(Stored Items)
+++
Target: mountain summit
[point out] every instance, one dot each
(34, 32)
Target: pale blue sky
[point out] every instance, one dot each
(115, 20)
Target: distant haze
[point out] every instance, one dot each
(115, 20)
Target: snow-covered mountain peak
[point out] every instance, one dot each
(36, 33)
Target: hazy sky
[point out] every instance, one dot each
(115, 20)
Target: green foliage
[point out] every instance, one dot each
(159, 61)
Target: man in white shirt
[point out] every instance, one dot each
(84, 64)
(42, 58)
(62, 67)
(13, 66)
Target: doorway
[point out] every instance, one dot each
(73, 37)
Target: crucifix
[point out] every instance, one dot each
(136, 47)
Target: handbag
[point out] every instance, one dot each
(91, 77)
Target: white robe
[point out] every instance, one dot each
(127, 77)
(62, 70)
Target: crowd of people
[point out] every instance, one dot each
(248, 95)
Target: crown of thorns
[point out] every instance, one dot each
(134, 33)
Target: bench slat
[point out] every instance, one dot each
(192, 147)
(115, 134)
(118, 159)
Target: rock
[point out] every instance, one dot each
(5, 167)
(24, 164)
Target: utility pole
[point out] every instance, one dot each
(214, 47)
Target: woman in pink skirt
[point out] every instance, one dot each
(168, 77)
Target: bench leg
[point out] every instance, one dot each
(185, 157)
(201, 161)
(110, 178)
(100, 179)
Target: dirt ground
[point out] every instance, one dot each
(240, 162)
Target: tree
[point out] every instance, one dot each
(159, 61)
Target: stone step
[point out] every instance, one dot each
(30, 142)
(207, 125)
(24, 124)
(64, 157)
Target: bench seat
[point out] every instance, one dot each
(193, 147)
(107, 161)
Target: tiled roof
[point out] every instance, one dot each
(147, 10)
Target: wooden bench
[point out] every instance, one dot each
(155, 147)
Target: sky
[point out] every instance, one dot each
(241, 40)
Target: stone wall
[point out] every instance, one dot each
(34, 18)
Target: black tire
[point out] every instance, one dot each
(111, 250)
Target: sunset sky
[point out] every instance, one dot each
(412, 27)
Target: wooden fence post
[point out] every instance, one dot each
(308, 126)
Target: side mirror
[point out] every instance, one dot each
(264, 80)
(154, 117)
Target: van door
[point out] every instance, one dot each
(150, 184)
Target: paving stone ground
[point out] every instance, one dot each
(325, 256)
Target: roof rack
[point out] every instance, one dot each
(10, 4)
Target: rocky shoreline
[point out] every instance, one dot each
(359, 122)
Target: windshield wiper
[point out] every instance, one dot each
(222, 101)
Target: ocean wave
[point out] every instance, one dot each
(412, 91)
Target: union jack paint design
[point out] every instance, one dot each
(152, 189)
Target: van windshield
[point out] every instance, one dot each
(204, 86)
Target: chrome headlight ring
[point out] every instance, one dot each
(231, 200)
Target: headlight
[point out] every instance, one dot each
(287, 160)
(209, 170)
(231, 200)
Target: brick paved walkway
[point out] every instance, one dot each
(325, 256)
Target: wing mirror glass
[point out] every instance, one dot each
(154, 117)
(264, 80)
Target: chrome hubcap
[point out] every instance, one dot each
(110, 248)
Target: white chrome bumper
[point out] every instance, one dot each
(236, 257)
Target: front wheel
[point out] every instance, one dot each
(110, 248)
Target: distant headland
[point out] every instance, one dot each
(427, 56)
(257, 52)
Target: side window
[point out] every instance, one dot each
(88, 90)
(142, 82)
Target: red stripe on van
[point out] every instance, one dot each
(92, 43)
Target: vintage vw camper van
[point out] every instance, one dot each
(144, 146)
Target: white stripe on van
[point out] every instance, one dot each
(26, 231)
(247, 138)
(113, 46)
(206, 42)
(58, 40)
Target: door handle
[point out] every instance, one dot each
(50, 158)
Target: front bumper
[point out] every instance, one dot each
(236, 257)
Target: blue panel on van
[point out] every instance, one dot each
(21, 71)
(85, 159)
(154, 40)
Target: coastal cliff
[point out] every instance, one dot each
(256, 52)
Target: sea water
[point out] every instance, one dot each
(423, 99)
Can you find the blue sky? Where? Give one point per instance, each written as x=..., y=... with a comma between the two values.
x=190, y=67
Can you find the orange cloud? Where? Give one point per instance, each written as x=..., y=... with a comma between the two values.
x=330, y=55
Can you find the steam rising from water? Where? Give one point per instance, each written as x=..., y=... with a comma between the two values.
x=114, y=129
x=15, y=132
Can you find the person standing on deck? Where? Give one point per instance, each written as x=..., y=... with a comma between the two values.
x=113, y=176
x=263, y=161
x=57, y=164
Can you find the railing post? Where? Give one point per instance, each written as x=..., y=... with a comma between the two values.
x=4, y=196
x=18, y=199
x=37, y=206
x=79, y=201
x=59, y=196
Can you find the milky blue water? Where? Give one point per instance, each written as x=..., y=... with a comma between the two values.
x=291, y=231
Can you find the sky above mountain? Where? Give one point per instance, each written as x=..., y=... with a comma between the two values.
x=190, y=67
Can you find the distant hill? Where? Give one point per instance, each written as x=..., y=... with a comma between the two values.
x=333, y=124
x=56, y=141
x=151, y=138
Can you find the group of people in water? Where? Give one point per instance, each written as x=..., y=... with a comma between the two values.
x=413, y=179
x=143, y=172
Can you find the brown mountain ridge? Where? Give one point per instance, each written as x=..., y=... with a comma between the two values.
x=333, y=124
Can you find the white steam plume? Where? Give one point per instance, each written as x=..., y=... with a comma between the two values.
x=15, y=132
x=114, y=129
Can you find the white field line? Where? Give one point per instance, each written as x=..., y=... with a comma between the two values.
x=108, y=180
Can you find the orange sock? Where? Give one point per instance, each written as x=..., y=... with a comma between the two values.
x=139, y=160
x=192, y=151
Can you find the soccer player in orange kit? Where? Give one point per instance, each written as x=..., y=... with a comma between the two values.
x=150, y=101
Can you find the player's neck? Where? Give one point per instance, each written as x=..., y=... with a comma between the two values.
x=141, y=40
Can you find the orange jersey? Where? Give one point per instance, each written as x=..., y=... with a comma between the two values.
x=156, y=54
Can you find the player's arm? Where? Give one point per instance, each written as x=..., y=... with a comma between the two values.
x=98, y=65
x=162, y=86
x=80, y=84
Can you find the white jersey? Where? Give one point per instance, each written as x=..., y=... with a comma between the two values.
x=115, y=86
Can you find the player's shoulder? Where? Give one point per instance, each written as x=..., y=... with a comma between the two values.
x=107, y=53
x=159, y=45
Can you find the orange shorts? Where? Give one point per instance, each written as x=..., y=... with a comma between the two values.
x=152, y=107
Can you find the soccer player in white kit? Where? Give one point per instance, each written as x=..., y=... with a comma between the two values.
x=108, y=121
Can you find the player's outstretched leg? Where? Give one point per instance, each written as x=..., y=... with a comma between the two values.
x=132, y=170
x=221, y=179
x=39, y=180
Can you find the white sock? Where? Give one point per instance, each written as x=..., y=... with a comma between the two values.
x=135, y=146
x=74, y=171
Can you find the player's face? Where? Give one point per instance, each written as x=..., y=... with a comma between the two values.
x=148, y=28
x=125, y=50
+++
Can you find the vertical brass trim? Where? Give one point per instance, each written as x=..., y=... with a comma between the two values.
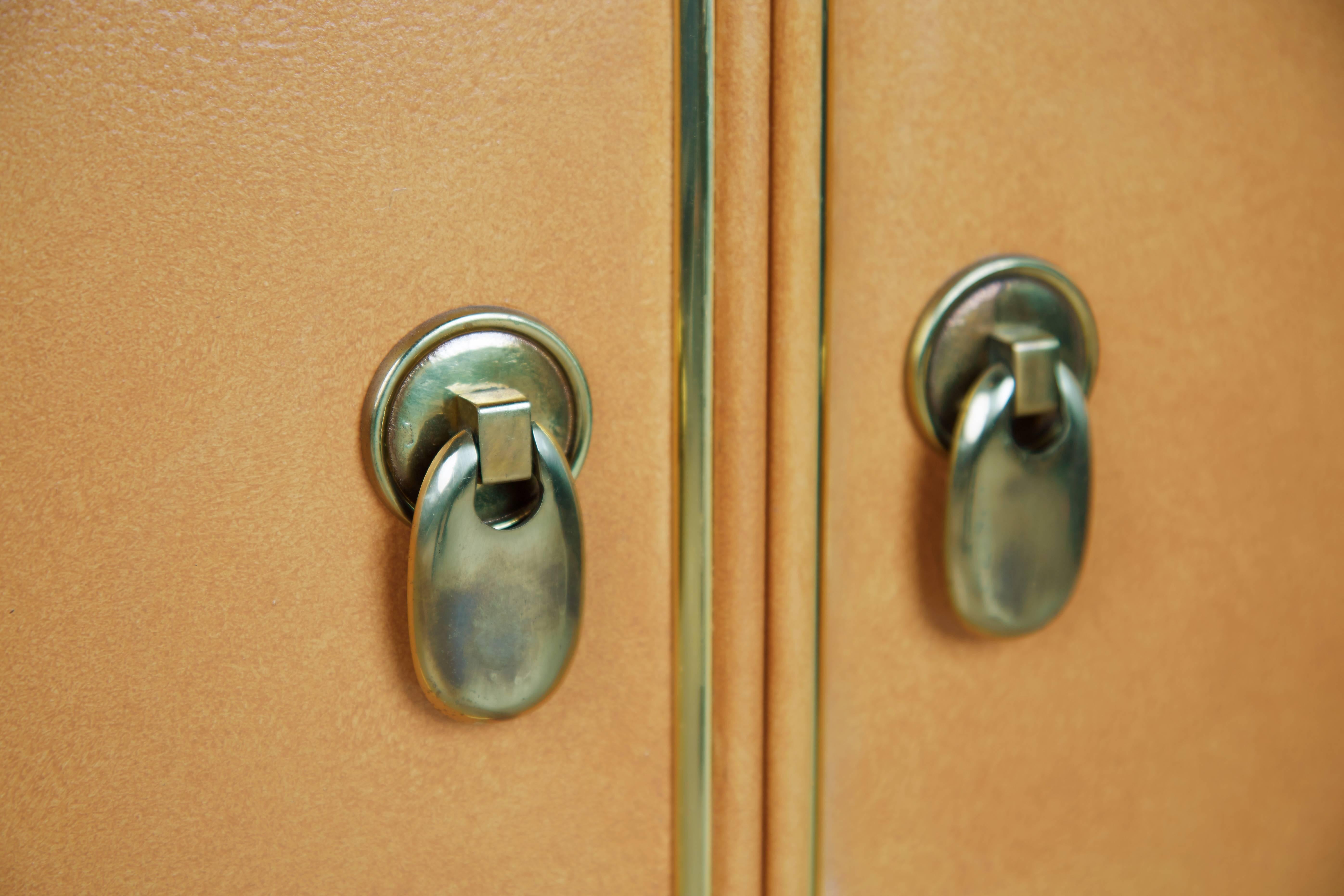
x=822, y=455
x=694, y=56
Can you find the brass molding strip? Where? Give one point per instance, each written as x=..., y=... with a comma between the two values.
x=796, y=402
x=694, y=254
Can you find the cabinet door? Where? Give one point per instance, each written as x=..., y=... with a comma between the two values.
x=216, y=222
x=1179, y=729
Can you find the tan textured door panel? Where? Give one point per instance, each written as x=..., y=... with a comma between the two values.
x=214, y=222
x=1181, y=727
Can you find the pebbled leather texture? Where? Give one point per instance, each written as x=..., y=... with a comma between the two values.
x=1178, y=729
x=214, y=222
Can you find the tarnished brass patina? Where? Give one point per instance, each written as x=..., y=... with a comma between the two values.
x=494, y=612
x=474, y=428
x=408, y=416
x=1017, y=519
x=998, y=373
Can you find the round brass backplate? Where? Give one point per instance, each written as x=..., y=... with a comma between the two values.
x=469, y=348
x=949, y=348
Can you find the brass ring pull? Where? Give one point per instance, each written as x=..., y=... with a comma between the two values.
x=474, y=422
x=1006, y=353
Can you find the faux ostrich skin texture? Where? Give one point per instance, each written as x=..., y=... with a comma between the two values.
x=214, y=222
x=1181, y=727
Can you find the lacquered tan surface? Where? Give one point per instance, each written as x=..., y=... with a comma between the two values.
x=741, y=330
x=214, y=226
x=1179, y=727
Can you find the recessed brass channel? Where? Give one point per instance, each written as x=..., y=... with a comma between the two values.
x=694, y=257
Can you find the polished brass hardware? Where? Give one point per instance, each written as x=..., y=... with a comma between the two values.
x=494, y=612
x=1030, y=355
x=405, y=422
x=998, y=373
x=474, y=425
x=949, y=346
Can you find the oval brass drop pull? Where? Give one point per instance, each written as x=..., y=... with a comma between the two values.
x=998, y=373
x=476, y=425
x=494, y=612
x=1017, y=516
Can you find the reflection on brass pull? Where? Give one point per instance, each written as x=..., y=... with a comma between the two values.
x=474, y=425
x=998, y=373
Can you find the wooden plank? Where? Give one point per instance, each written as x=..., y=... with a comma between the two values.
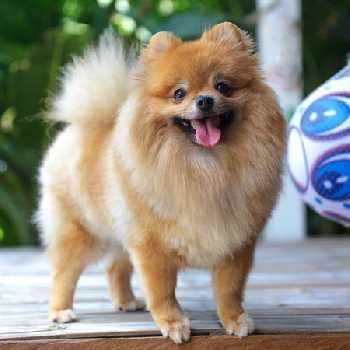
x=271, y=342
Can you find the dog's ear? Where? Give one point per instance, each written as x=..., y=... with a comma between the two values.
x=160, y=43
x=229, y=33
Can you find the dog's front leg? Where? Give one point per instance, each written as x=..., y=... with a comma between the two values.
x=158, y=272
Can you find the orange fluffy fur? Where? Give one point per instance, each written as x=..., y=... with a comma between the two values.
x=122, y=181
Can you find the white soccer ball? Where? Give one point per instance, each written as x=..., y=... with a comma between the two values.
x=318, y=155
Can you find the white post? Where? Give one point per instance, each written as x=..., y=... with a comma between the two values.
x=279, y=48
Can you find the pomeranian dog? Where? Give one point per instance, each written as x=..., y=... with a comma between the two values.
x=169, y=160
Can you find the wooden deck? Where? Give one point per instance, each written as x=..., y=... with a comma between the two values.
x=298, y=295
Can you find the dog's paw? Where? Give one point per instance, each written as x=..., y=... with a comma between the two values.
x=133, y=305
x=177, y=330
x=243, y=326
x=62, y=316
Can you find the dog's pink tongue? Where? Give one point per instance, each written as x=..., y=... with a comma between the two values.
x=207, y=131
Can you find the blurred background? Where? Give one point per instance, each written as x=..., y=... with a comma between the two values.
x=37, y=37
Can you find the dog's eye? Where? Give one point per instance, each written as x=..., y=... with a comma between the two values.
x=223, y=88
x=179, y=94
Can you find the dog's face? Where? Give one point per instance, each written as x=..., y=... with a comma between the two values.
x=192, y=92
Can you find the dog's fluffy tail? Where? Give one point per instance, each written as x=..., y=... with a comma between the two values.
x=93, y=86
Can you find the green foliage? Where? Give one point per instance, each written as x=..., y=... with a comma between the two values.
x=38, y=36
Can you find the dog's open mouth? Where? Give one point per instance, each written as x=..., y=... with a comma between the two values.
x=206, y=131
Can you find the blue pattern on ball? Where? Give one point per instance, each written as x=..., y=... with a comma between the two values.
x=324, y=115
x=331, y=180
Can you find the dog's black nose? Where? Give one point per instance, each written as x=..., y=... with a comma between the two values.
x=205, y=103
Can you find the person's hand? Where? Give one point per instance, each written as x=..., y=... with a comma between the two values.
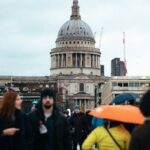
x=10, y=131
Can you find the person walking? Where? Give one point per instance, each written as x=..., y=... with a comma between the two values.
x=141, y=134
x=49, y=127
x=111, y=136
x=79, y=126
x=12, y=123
+++
> Your goal
Render every line of the listing, from the line containing "Can you find the dog's ear?" down to the line containing "x=192, y=92", as a Markdown table with the columns Row and Line, numbering each row and omitting any blank lines. Include both boundary lines and nothing outside that span.

> Answer below
| Row | Line |
|---|---|
| 1 | Can you find the dog's ear? Where? Give one point per instance, each written as x=..., y=... with a comma between the two values. |
| 2 | x=160, y=43 |
| 3 | x=229, y=33 |
| 4 | Can you find the dog's front leg? Where? Give one point per instance, each written as x=..., y=... with a comma between the two values. |
| 5 | x=158, y=272 |
| 6 | Can you find the orange fluffy fur? Where? Give one point per instance, each written as x=..., y=... with a comma between the two values. |
| 7 | x=122, y=181 |
| 8 | Can you find the white soccer ball? Where? Give one point per instance, each written as x=..., y=... with a comma between the two values. |
| 9 | x=318, y=155 |
| 10 | Can you find the white post? Where? Give one point per instance, each written as x=..., y=... with a comma between the two values. |
| 11 | x=279, y=48 |
| 12 | Can you find the pomeranian dog? Where? Give one point per instance, each written as x=..., y=... with a comma between the two values. |
| 13 | x=169, y=160 |
| 14 | Can you find the wooden deck? Where? Give one point per instance, each written as x=..., y=... with a comma between the two values. |
| 15 | x=298, y=295 |
| 16 | Can you find the dog's paw? Where? Give one point per instance, each written as x=..., y=... with a comma between the two values. |
| 17 | x=133, y=305 |
| 18 | x=177, y=330 |
| 19 | x=243, y=326 |
| 20 | x=62, y=316 |
| 21 | Can you find the dog's pink tongue? Where? Give one point per instance, each written as x=..., y=... with a comma between the two values. |
| 22 | x=207, y=131 |
| 23 | Can you find the blurred background? Where? Give one point per instance, each written as x=..., y=... with a comma between the two values. |
| 24 | x=37, y=37 |
| 25 | Can you find the dog's eye? Where? Give one point per instance, each written as x=..., y=... with a comma between the two values. |
| 26 | x=223, y=88 |
| 27 | x=179, y=94 |
| 28 | Can you find the dog's face? Where? Give one point per instance, each written as x=..., y=... with a comma between the two values. |
| 29 | x=192, y=92 |